Source passage

------------------------

Thousands of New York City transit workers hit the picket lines on Tuesday morning, April 1, 1980, in the first City-wide transit strike in 15 years. The strike would last 11 tumultuous days.

New York City Mayor Ed Koch, who did more harm than good during the strike, lamented to the press: “The unthinkable has happened and now we have to figure out how to live with the unthinkable and we will.”

The man at the center of this watershed moment in TWU’s history was John Edward Lawe, a rugged Irish immigrant who had labored in a road repair crew and in Ireland’s peat bogs before arriving in America in 1949 at the age of 30.

Lawe, one of ten children to Luke and Kate Lawe from Strokestown, County Roscommon, Ireland, worked as an elevator operator in a Manhattan high-rise for one year before finding work as a Bus Cleaner for the old Fifth Avenue Coach Co. at the 132nd Street depot.

------------------------

Items

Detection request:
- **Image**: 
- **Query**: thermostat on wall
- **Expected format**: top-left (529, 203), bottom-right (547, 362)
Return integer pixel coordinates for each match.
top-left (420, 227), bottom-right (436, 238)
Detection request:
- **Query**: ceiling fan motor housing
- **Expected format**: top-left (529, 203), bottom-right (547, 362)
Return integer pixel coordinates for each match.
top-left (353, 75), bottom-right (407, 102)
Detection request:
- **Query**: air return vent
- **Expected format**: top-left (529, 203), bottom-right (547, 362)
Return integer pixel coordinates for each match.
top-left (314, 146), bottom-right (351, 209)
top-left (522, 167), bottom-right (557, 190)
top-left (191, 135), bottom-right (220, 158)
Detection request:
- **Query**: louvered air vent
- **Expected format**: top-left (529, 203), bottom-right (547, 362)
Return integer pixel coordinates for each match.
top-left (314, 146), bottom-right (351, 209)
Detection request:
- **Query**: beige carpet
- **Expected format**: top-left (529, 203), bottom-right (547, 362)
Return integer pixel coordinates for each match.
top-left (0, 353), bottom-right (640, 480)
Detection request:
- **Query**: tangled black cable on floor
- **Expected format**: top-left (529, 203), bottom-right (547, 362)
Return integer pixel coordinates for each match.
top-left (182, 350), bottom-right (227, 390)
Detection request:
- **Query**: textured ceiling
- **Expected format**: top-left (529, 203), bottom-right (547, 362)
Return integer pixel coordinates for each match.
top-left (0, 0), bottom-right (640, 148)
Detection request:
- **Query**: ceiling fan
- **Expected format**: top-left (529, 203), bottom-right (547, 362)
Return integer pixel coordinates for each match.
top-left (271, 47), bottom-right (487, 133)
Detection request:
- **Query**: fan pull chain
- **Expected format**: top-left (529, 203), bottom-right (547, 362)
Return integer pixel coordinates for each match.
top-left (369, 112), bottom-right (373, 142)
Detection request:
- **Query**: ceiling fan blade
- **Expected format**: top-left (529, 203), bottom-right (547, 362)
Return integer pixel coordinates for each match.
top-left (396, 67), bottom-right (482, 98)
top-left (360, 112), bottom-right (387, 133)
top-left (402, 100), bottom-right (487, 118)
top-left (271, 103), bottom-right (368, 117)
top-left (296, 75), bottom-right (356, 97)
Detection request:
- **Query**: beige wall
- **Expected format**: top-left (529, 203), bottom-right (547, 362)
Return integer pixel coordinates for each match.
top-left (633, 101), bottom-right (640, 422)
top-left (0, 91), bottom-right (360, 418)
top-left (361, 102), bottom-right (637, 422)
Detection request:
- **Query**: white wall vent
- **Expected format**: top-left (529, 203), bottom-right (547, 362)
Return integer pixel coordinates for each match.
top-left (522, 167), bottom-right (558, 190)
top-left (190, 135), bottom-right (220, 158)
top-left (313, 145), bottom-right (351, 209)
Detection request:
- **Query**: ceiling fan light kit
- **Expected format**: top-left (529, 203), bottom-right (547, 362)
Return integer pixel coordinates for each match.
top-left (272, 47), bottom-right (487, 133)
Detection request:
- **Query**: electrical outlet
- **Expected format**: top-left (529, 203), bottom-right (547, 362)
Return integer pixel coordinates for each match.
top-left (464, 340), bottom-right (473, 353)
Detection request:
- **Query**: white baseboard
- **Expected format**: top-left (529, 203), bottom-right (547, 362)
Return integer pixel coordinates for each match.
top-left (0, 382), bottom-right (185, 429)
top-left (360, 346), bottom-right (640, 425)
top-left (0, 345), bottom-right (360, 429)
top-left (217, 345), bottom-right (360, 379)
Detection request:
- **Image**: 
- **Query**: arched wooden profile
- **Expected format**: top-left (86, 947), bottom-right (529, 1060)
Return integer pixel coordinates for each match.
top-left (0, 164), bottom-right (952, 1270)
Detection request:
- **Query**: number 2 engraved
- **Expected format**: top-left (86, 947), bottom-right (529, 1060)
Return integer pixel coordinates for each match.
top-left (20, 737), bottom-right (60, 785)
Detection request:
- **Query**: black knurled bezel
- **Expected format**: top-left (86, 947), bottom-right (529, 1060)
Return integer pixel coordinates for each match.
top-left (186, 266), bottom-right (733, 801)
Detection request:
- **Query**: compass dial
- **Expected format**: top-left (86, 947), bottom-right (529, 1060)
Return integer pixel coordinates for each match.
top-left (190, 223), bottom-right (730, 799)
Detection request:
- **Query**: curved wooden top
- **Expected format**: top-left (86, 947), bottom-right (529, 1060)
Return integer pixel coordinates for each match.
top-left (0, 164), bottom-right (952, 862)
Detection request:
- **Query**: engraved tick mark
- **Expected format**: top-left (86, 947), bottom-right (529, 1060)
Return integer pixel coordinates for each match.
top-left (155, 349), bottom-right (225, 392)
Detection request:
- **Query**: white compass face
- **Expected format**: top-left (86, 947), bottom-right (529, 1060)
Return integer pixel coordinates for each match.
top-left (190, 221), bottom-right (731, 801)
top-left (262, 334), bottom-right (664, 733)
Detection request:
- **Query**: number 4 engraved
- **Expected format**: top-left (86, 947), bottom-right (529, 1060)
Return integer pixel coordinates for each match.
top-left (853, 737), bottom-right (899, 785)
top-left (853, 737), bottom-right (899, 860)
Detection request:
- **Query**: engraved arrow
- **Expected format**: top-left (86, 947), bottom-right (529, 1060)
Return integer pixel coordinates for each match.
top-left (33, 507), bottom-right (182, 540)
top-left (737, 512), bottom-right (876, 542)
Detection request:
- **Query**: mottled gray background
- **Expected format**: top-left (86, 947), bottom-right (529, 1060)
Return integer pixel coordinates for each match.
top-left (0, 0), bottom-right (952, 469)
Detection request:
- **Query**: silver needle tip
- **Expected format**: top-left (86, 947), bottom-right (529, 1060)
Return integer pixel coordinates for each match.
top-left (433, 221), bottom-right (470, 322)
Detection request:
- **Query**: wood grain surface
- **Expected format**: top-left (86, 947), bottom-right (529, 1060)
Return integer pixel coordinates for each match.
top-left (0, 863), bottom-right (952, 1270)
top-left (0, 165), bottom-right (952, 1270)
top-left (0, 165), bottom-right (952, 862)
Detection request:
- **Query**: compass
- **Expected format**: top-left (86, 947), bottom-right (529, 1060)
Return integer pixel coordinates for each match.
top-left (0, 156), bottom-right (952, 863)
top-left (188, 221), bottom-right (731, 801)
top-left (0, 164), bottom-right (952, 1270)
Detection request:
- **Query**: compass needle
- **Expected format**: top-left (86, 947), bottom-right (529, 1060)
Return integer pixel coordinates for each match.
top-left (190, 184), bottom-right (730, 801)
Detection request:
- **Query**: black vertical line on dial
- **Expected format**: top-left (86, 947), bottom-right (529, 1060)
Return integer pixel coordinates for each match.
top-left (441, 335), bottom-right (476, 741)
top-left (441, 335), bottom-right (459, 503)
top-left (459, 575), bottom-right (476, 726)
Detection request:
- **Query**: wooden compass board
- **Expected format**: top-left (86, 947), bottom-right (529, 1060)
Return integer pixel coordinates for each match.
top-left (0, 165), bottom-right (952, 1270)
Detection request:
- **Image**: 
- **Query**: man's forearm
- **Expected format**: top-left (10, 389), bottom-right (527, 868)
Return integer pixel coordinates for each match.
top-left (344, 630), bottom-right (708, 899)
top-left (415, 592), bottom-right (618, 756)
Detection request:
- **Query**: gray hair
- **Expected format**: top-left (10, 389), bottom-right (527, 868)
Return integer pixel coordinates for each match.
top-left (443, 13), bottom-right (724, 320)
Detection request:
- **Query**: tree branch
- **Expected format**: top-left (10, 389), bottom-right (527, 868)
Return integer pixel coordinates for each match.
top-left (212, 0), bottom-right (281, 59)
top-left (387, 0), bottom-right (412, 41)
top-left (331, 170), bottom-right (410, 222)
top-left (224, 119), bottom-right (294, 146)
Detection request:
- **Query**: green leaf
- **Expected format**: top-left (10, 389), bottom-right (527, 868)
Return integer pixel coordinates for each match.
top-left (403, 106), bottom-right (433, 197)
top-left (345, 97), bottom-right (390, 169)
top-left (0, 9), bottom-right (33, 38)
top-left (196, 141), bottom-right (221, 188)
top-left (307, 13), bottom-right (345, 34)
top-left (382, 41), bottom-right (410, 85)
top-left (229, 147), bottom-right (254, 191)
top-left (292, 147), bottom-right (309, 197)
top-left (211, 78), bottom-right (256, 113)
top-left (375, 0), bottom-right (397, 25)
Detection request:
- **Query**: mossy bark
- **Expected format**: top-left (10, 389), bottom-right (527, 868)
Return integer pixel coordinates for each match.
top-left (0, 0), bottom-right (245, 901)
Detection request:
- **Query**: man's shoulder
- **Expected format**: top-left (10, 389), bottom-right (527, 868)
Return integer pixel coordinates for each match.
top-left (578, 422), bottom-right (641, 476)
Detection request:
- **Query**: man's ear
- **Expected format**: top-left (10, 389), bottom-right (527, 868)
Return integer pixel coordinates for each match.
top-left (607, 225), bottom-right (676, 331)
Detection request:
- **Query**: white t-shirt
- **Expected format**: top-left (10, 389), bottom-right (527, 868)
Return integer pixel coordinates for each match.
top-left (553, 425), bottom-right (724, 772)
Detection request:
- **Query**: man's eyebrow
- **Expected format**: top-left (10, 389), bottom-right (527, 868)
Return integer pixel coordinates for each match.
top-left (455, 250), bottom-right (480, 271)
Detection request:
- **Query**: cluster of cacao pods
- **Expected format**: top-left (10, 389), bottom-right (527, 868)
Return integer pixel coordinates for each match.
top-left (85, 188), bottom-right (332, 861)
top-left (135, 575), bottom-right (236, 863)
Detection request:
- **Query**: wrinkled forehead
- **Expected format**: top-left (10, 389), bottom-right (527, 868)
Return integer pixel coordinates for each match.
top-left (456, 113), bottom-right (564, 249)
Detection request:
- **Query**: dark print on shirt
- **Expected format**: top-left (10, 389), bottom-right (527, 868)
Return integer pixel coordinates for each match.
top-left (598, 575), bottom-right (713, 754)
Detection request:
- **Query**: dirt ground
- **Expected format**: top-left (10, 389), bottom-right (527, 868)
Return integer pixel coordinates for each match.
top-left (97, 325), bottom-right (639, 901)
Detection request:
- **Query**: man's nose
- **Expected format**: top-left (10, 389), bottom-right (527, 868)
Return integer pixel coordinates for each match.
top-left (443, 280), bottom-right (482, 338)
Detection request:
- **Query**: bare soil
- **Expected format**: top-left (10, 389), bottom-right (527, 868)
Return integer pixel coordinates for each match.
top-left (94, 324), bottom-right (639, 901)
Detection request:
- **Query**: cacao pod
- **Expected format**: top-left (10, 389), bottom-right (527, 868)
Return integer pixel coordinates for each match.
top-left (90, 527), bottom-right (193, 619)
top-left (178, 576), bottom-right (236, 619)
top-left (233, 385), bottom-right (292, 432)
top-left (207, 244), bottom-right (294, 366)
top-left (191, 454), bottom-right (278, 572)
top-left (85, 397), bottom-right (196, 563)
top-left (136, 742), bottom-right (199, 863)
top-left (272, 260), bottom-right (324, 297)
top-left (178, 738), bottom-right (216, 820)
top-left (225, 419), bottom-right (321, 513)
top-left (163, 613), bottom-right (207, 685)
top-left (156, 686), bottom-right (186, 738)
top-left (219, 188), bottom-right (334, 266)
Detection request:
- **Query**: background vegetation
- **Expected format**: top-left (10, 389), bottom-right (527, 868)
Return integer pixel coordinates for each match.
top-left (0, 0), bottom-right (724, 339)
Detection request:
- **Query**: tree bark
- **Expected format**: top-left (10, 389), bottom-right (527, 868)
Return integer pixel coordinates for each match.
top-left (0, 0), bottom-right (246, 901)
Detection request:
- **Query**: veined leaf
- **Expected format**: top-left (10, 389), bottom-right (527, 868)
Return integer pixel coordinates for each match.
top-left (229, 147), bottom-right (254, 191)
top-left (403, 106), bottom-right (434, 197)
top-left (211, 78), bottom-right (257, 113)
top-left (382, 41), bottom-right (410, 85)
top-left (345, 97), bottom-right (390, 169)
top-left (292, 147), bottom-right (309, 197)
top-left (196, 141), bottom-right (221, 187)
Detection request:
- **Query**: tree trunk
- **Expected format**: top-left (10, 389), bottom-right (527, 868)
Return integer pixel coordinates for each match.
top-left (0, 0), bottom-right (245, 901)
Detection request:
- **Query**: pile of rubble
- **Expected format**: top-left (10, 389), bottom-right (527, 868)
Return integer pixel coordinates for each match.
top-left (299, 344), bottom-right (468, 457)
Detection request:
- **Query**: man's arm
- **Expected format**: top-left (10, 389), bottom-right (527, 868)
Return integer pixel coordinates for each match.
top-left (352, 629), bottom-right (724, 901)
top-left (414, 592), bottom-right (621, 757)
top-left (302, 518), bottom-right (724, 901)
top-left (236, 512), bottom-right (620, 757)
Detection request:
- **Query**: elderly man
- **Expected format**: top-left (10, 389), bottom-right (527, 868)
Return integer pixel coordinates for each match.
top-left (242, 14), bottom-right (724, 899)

------------------------

Things to do
**a)** Summarize the passage on the 1980 transit strike in two sentences.
**b)** Answer each question from the passage on the 1980 transit strike, one per line:
(i) How many days did the strike last?
(ii) In what year did John Edward Lawe arrive in America?
(iii) What position did Lawe take at the Fifth Avenue Coach Co.?
**c)** From the passage on the 1980 transit strike, return the text between "Thousands of New" and "the age of 30.", inclusive.
The records have no connection to the passage on the 1980 New York City transit strike.

Answers per task
**a)** On April 1, 1980, thousands of New York City transit workers began the first citywide transit strike in 15 years, which lasted 11 days. At its center was John Edward Lawe, an Irish immigrant who arrived in America in 1949 and worked as an elevator operator before becoming a Bus Cleaner for the Fifth Avenue Coach Co.

**b)**
(i) 11 days
(ii) 1949
(iii) Bus Cleaner

**c)**
Thousands of New York City transit workers hit the picket lines on Tuesday morning, April 1, 1980, in the first City-wide transit strike in 15 years. The strike would last 11 tumultuous days.

New York City Mayor Ed Koch, who did more harm than good during the strike, lamented to the press: “The unthinkable has happened and now we have to figure out how to live with the unthinkable and we will.”

The man at the center of this watershed moment in TWU’s history was John Edward Lawe, a rugged Irish immigrant who had labored in a road repair crew and in Ireland’s peat bogs before arriving in America in 1949 at the age of 30.